• **WHAT TO PRODUCE**
In full and without deviation, write out the entries that follow.
[[ SOURCE RECORDS open ]]
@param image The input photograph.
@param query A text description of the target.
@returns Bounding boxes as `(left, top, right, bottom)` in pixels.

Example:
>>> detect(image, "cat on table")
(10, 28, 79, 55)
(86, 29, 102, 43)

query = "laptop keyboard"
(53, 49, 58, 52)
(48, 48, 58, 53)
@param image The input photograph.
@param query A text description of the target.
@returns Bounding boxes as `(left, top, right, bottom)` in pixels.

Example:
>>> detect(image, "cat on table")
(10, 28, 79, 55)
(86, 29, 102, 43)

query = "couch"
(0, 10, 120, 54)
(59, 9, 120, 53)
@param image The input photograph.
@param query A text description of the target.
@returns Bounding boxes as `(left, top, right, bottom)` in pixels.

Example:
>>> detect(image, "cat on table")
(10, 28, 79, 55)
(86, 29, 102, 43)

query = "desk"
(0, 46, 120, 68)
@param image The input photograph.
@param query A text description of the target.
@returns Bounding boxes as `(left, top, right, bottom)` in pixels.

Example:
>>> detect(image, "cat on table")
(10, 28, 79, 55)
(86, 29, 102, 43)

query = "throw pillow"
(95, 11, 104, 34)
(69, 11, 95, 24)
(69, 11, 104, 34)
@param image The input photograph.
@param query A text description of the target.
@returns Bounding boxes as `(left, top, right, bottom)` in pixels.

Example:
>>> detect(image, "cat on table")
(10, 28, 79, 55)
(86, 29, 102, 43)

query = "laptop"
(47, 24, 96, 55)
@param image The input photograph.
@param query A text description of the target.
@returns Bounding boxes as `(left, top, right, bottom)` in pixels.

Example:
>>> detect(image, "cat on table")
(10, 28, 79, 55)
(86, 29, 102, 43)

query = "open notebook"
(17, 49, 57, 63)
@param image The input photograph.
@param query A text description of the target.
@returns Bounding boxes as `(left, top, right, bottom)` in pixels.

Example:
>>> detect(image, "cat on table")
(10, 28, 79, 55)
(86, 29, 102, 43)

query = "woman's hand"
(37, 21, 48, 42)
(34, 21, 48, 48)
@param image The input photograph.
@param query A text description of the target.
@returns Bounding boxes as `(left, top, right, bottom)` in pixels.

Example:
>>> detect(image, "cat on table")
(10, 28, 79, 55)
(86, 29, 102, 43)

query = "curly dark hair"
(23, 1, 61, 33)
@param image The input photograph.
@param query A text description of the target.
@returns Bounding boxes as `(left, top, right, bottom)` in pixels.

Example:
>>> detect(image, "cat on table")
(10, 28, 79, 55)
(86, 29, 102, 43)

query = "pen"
[[ SOURCE RECORDS closed ]]
• **RESULT FOR THIS EXERCISE**
@param image The input photograph.
@param query A text description of the target.
@returns Bounding boxes as `(left, top, right, bottom)` in pixels.

Example:
>>> detect(image, "cat on table")
(10, 28, 79, 55)
(86, 29, 102, 43)

query = "laptop keyboard"
(53, 49, 58, 52)
(48, 48, 58, 53)
@param image The input photograph.
@param query A text description of the target.
@returns Bounding boxes as `(left, top, right, bottom)` in pixels.

Example:
>>> detect(image, "cat on table")
(10, 28, 79, 55)
(86, 29, 102, 43)

query = "couch"
(0, 10, 120, 54)
(59, 9, 120, 53)
@param image The input photograph.
@param query A text description of the target.
@returns Bounding boxes as `(left, top, right, bottom)` in pixels.

Example:
>>> detect(image, "cat on table")
(10, 28, 79, 55)
(86, 29, 102, 43)

query = "desk"
(0, 46, 120, 68)
@param image The input photograph.
@param query A text description of the target.
@returns Bounding boxes as `(left, top, right, bottom)` in pixels.

Example:
>>> detect(image, "cat on table")
(10, 28, 79, 55)
(86, 29, 102, 43)

query = "throw pillow"
(95, 11, 104, 34)
(69, 11, 95, 24)
(69, 11, 104, 34)
@param image The input photograph.
@param query A text description of the target.
@returns Bounding boxes as `(left, top, right, bottom)` in pixels.

Example:
>>> detect(image, "cat on table")
(10, 28, 79, 55)
(86, 29, 102, 43)

query = "laptop"
(47, 24, 96, 55)
@param image The input photograph.
@param query A text description of the target.
@returns Bounding boxes as `(left, top, right, bottom)` in pixels.

Example:
>>> detect(image, "cat on table")
(10, 28, 79, 55)
(86, 29, 102, 43)

query = "open notebook"
(17, 49, 57, 63)
@param image The input photograph.
@param query A text description of the target.
@returns Bounding boxes as `(left, top, right, bottom)` in pixels.

Example:
>>> detect(image, "cat on table")
(10, 28, 79, 55)
(86, 29, 102, 43)

query = "woman's hand"
(37, 21, 48, 42)
(34, 21, 48, 48)
@param image The input photograph.
@param query A text description of the target.
@returns Bounding boxes as `(left, top, right, bottom)` in pixels.

Example:
>>> detect(image, "cat on table")
(10, 28, 79, 55)
(86, 29, 102, 43)

query = "curly dark hair"
(23, 1, 61, 33)
@param image The input photograph.
@param query A text description of the target.
@returns Bounding boxes as `(left, top, right, bottom)` in pixels.

Example:
>>> detect(image, "cat on table")
(10, 28, 79, 55)
(86, 29, 102, 43)

query = "pen"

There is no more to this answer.